*Exercise aim:* Extend the passage on CD40 targeting and the tumor microenvironment by writing what comes after its final sentence.

** Opening Page extract block **

7. Modulating Tumor-Associated Blood Vessels

In our studies, targeting agonist anti-CD40 antibody (Ab) into the tumor bed generated important local changes. In particular, tumor-associated blood vessels became permissive to T cell immigration [24] and DC emigration [25]. Transient normalisation of tumor vessels is reported to lead to better perfusion of the tumor bed by cytotoxic chemotherapy [26] and, likely, improved tumor penetration of antibodies and other important molecules. Conversely, targeting CD40 may also be protumorigenic. Chiodoni et al. demonstrated that anti-CD40 Ab could activate endothelial cells and enhance tumor neoangiogenesis in a murine model of mammary carcinoma [27]. Thus, while a single local change in tumor vessels could allow more widespread destruction of tumor cells and increased export of tumor antigen to draining lymph nodes, it may be a double edged sword. Therefore, a considered approach to the design of targeted CD40 therapy is needed to ensure that this more stealthy approach can pave the way for further immune modulation, using standard cytotoxic chemotherapy or immunotherapy.

8. Using the Tumor Site as Its Own Source of Antigen Stimulation of a Systemic Response

One attractive therapeutic option that we have explored is to modify the tumor microenvironment so that it acts as its own source of antigenic stimulation, or as a vaccine. In this case, cytotoxic drugs can be used to increase tumor cell killing. Alternatively, the numbers/activation/function of CTLs and/or NK cells could be increased to contribute to in situ tumor cell killing. Antigen presenting cell phagocytosis of live or dead tumor cells can be increased, particularly in the draining lymph nodes. One attraction of this approach is that the tumor antigens do not need to be identified—the death of the tumor cells delivers a dose of tumor antigens into the cross-priming pathway. We have shown that all of the above can be achieved in mesothelioma and lung cancer models either by vaccination with heat shocked autologous tumor [28] or intratumoral injection of IL-2 combined with anti-CD40 Ab, which avoids toxicity issues and induces regression of large primary tumors, as well as distal tumors [29].

** Closing Page extract block **
** Opening Stored data block **

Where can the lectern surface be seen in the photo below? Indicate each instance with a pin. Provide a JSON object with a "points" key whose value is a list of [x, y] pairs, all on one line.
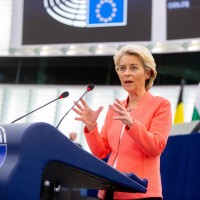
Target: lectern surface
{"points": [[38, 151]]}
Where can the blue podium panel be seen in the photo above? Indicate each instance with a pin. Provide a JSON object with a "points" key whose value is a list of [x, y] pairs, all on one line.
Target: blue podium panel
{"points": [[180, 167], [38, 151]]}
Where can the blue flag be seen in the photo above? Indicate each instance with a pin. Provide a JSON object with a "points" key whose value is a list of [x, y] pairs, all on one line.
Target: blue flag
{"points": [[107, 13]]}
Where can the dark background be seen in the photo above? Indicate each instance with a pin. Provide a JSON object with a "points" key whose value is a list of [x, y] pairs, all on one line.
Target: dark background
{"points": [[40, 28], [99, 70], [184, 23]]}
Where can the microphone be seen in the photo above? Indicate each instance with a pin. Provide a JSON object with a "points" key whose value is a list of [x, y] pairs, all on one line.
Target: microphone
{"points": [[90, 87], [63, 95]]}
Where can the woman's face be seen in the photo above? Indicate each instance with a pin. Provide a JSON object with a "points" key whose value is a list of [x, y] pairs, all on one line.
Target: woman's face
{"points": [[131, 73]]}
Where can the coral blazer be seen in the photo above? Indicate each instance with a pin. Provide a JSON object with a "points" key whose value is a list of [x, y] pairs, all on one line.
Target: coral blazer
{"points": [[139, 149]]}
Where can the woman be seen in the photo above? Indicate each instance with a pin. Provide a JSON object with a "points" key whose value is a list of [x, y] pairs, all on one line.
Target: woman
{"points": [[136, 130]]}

** Closing Stored data block **

*Response:*
The need to prove that such an approach can induce a systemic response which is active at distal sites and provides protective memory is essential to the notion of using a tumor as its own vaccine. However, few studies have systematically examined the impact of i.t. immunotherapy on local versus global (systemic) antitumor immunity and long-term memory. Local anti-CD40 Ab administration has been shown to eradicate treated-site tumors and induce a systemic CTL response that eradicates distal tumors [27, 30]. We have shown that generating local inflammation via IL2/anti-CD40 Ab therapy [29] results in collaborating CD4+ and CD8+ T cells that patrol the body to eradicate distal untreated tumors (Figure 2) and protect from rechallenge [31]. Interestingly, we found that different effector mechanisms can operate to eradicate treated site versus untreated distal tumors; that is, when agonist anti-CD40 Ab is combined with IL-2, the local effector response bypasses CD4+ help; however, collaborating CD4+ and CD8+ T cells were critically required for eradicating untreated distal tumors and for long-term protection [31]. We also identified a unique role for NK cells in this setting. NK cells did not function as effector cells after local IL-2/anti-CD40 Ab treatment. However, NK cells not only contributed to systemic immunity leading to the resolution of untreated distal tumors, but also provided help for the acquisition and maintenance of long-term effector/memory T cell responses [32]. These data suggest that treatment-dependent responses generated within tumors and draining lymph nodes determine whether tumor-specific, effector/memory T cells are disseminated to patrol the entire body seeking other tumors.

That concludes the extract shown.